» About this task: Write out the whole listing again, exactly.
___ Materials provided
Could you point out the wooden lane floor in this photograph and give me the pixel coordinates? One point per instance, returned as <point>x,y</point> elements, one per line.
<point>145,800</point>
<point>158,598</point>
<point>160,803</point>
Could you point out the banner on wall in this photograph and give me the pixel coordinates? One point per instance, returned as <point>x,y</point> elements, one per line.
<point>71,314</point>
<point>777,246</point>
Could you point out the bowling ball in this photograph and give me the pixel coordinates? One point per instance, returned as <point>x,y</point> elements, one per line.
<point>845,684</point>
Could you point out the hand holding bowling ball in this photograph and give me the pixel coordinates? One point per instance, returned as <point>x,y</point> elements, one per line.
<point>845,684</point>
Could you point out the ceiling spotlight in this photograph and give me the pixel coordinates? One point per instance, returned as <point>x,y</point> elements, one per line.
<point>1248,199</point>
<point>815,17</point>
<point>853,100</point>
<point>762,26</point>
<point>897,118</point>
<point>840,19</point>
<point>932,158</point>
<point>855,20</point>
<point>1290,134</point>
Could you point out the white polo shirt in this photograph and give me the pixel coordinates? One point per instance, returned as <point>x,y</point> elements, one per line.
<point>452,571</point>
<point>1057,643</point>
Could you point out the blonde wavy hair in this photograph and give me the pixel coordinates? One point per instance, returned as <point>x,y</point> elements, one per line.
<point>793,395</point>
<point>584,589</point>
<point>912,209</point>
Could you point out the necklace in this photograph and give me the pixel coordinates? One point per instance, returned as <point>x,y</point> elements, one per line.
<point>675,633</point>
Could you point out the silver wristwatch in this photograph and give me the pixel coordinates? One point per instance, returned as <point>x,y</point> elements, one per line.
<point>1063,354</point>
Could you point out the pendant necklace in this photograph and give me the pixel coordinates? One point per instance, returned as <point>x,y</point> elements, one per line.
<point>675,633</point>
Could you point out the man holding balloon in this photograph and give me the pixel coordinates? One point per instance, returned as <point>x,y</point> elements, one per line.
______
» Answer space:
Could you point out the wooden lane floor in this photograph and give me the pixel coordinates? One point per instance, returned as <point>x,y</point> elements, one per line.
<point>145,800</point>
<point>158,598</point>
<point>160,803</point>
Could you point out the banner on wall in this photograph and give me the pixel coordinates? One point per instance, returned as <point>x,y</point> elements, one per line.
<point>71,314</point>
<point>777,246</point>
Could you point out the bowling ball in this photograph and give me the pixel coordinates? One point per instance, returned as <point>x,y</point> elements, one per line.
<point>845,684</point>
Could you point out the hand holding bowling ball in this photograph and give me the pixel coordinates? One point per instance, returned as <point>x,y</point> elements, one per line.
<point>845,684</point>
Could you point out the ceiling spotlight in this photograph and give me the pixel coordinates? One point per instance, returned as <point>x,y</point> elements, one per line.
<point>1248,199</point>
<point>815,17</point>
<point>853,100</point>
<point>762,26</point>
<point>897,118</point>
<point>840,19</point>
<point>932,158</point>
<point>855,20</point>
<point>1290,134</point>
Could you point out the white polo shirt in this photograph and give me the pixel coordinates? One point per instance, returned as <point>x,y</point> elements, one per line.
<point>452,571</point>
<point>1057,643</point>
Could you point out the blonde wavy hair in this photograph and give me the pixel coordinates? One point per instance, returned as <point>x,y</point> elements, one per line.
<point>793,395</point>
<point>584,589</point>
<point>912,209</point>
Could you point out the necklace in this photograph and give me the pixel coordinates? One point per instance, returned as <point>x,y</point> elements, one per line.
<point>675,633</point>
Could you point out the silver wristwatch in this photograph and give me the pixel coordinates? One point per instance, returned as <point>x,y</point> elements, one per line.
<point>1063,354</point>
Could you point out the pendant necklace in this photograph and give me the pixel coordinates? One point per instance, returned as <point>x,y</point> elements, one per line.
<point>675,633</point>
Could you point out the man holding balloon in this photograph and give me the pixel coordinates? One point per instance, returned as <point>x,y</point> elements, one per line.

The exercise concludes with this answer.